::: DATA SHOWN :::
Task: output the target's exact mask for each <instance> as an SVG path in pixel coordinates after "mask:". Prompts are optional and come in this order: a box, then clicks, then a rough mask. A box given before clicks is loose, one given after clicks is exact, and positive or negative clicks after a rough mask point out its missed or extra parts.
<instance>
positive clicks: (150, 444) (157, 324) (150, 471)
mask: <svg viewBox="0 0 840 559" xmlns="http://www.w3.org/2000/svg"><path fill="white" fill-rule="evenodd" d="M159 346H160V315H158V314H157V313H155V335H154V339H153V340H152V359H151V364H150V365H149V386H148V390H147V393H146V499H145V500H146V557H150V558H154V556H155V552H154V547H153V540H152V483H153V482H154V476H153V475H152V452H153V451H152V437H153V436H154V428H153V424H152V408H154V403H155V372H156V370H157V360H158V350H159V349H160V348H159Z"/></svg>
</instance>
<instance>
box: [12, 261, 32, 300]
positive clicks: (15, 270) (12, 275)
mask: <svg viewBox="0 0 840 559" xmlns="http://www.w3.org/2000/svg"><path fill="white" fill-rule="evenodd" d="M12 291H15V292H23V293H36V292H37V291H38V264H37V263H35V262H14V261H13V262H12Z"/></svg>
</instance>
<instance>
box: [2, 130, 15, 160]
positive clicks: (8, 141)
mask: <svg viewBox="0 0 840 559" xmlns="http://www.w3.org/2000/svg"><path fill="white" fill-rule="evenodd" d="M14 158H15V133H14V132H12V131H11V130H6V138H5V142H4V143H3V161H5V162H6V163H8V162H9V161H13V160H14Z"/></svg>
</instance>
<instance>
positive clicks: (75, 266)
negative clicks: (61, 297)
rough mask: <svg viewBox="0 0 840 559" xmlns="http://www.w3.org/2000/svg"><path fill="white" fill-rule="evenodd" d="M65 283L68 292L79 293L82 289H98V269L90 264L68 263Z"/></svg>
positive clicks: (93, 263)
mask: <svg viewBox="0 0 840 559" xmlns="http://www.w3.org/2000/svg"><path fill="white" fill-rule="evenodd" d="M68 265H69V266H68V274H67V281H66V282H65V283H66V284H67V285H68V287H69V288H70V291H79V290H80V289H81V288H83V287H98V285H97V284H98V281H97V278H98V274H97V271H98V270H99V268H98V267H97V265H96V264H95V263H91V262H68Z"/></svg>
:::
WHAT IS NEEDED: Show all lines from the data above in which the word "negative" appears.

EXERCISE RESPONSE:
Task: output the target's exact mask for each <instance> as an SVG path in pixel coordinates after "mask:". Prompts are optional and come in this order: a box, then clicks, then a rough mask. A box given before clicks is loose, one given after clicks is exact, and positive or negative clicks after a rough mask point out its missed or extra parts.
negative clicks: (61, 297)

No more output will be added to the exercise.